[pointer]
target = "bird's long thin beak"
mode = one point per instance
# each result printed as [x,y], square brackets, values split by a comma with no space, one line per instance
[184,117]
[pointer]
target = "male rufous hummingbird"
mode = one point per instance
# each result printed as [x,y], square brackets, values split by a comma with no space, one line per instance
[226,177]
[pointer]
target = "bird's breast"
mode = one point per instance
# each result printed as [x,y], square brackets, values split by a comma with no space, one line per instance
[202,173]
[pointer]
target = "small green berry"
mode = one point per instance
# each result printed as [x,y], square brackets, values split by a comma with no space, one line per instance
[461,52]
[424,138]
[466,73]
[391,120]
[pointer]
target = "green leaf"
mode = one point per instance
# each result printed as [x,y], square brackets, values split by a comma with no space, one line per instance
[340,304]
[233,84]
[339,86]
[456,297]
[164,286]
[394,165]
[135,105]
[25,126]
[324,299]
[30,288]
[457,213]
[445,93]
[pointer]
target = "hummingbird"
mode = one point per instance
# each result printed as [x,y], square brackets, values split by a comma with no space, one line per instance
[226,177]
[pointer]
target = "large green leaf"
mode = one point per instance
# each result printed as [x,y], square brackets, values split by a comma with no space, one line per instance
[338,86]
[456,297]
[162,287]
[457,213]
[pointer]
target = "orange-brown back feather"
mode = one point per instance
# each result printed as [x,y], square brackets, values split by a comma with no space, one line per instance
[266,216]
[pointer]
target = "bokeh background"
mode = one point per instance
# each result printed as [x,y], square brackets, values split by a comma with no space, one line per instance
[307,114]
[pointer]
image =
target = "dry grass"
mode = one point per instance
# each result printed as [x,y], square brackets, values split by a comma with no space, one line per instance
★ ★ ★ ★ ★ ★ ★
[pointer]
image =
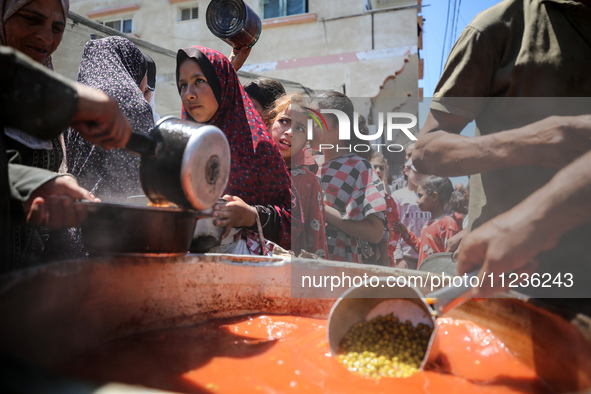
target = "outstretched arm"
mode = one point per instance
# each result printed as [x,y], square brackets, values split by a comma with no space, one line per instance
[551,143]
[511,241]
★ ★ ★ ★ ★ ★ ★
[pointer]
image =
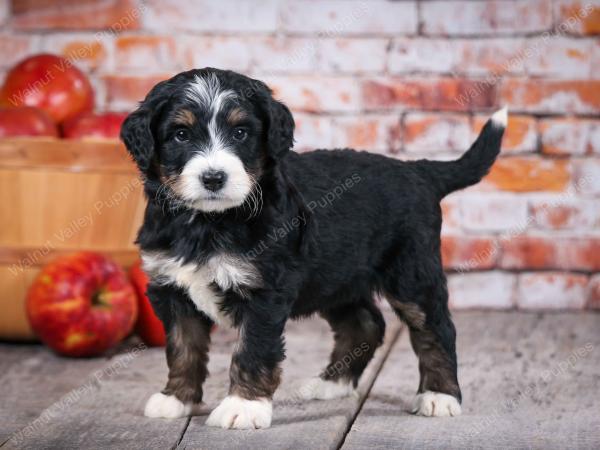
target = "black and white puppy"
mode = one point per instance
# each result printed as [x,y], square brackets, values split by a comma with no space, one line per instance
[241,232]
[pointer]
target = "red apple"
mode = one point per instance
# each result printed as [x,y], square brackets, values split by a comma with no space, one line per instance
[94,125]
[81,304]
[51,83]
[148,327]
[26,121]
★ ★ ★ ★ ★ ★ ★
**PROBLEM TO SOLVE:** Report each line of the material above that contains the string "green", copying those lines in full. Case counts.

**RESULT OF THE EXERCISE:**
target = "small green berry"
target = "green leaf"
target = "large green leaf"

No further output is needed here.